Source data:
++++++++++

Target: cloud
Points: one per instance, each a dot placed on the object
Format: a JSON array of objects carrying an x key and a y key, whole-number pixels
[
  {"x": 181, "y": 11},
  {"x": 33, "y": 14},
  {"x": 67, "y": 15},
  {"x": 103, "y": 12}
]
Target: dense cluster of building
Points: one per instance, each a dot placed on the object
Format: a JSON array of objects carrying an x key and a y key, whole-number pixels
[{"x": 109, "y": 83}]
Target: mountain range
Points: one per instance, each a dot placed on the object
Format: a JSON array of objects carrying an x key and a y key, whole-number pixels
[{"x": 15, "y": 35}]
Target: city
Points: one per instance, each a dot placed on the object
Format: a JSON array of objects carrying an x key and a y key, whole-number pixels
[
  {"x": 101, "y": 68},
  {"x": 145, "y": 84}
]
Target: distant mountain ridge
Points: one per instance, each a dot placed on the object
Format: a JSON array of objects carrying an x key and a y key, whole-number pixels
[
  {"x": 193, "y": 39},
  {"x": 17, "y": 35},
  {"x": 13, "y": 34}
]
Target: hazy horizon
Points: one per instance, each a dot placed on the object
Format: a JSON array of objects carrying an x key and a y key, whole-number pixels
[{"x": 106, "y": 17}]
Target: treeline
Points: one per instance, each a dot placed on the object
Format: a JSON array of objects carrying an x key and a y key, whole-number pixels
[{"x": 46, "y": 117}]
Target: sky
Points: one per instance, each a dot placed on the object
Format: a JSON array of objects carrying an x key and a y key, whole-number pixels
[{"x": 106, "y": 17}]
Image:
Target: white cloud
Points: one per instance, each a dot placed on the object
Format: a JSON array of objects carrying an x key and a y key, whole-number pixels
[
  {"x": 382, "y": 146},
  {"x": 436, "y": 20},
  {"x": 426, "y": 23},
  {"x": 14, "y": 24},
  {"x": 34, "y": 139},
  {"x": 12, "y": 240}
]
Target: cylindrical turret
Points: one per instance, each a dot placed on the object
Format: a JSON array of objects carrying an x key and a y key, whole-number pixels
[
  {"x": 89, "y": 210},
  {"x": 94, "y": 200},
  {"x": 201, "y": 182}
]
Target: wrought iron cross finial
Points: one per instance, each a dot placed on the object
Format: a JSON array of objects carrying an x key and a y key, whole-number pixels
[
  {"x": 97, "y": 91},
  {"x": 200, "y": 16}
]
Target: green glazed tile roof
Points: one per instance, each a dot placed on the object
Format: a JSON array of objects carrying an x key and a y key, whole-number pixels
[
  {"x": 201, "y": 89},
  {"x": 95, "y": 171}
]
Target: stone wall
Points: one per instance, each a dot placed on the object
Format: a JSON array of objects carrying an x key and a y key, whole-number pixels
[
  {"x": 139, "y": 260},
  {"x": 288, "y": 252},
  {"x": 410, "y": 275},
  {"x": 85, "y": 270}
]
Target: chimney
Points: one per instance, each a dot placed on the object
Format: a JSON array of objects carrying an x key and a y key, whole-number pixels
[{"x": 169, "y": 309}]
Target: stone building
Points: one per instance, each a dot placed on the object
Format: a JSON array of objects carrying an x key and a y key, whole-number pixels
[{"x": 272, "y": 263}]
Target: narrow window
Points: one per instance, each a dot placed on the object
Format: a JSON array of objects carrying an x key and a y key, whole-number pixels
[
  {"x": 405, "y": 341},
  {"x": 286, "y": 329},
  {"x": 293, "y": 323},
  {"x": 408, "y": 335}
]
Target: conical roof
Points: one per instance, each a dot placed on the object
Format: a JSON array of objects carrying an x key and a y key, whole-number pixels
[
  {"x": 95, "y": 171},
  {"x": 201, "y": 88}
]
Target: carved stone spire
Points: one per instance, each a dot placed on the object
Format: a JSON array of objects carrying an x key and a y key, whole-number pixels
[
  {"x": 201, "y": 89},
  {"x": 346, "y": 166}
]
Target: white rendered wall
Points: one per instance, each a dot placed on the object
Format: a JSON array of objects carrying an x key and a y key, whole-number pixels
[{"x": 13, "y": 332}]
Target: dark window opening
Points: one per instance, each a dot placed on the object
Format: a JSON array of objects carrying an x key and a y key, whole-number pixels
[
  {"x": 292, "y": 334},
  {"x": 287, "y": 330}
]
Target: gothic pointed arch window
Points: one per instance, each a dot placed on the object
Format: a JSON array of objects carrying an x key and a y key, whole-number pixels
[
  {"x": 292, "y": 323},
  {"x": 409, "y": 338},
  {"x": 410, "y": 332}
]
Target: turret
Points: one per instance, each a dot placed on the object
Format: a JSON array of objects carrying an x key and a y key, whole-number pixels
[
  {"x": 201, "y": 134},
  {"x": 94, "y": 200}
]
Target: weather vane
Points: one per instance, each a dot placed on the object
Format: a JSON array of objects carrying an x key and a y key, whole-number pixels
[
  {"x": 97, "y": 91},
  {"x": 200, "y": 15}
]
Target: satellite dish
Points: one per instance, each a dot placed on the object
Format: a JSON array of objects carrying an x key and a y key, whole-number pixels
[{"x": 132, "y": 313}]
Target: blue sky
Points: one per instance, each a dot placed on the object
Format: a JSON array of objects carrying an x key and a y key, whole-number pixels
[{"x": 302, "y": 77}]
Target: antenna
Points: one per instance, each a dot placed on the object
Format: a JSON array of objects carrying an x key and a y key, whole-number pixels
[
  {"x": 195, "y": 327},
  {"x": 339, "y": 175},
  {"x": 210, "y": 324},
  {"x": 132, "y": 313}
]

++++++++++

To be done: Repeat the lines word for word, starting with the one that contains "Target: blue sky" and continuing through the final line of the source data.

Exercise answer:
Target: blue sky
Points: one per instance, each a dot placed on the object
Format: a JSON array of objects carrying an x key and a y key, whole-number pixels
[{"x": 302, "y": 77}]
Target: antenna
Points: one per instance, each a dot placed on the object
Format: a JSON array of objects carrying an x key and a y key, whole-number pixels
[
  {"x": 195, "y": 327},
  {"x": 339, "y": 175},
  {"x": 210, "y": 324},
  {"x": 132, "y": 313}
]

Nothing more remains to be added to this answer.